### GOAL 1
Translate into Spanish the following sentence from the commentary on the Republican primary below: "After Rick Santorum ended his White House bid on Tuesday, Ron Paul's campaign praised the former Pennsylvania senator, but said Paul did not have plans to follow suit."
### GOAL 2
According to the commentary on the Republican primary below, what was the amount of the check that Newt Gingrich bounced at Utah's Elections Board?

### SOURCE DOCUMENT
** Start **
A Right Old Dilemma: Which Not-Romney?
With Rick Santorum’s suspension of his campaign and effective withdrawal from the primary, where does that leave those Republicans who remain bitterly unconvinced of Mitt Romney’s ability to win the election, let alone govern in a sufficiently wingnutty way to pass muster among the base?
Most of the attention I’ve seen has focused on Newt Gingrich, last seen screwing up yet another state campaign by bouncing a check for $500 at Utah’s Elections Board and leaving nobody home to answer the subequent enquiries about it. Thus demonstrably clueless, reportedly at least $4.5 million in debt, with no sugardaddy to bail him out nowadays and next to no ground game, but still pledging to run all the way to Tampa, Gingrich claims the suitably ironic mantle of “the last conservative standing.”
After Rick Santorum ended his White House bid on Tuesday, Ron Paul’s campaign praised the former Pennsylvania senator, but said Paul did not have plans to follow suit.
** End **
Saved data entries
** Start **
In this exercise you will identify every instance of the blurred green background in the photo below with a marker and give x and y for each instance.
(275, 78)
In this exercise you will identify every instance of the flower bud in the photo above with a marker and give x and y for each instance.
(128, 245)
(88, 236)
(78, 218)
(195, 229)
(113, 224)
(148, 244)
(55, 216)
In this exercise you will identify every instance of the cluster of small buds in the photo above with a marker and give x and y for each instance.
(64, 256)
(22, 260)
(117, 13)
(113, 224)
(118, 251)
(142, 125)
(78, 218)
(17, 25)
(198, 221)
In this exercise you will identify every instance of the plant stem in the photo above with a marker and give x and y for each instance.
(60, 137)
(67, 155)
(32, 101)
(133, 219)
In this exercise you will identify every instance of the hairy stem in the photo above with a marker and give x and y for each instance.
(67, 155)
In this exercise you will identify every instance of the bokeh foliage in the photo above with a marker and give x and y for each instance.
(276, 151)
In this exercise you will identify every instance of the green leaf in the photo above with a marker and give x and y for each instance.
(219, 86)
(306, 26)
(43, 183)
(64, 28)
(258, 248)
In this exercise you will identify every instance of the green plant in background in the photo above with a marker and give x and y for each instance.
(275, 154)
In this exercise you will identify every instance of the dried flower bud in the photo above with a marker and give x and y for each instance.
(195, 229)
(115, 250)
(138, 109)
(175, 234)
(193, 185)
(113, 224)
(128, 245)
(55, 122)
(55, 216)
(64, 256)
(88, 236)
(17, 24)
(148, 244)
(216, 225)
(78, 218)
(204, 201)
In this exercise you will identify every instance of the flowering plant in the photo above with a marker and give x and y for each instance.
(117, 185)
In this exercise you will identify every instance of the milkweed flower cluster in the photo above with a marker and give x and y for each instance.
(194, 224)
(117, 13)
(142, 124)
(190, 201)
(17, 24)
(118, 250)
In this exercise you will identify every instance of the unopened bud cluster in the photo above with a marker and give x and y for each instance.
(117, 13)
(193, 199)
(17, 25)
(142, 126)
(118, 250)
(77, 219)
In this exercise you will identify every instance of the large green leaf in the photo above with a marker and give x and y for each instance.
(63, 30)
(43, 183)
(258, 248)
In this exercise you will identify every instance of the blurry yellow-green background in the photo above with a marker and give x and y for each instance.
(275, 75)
** End **
### WORKED ANSWER 1
Después de que Rick Santorum pusiera fin a su candidatura a la Casa Blanca el martes, la campaña de Ron Paul elogió al exsenador de Pensilvania, pero afirmó que Paul no tenía previsto seguir su ejemplo.

### WORKED ANSWER 2
$500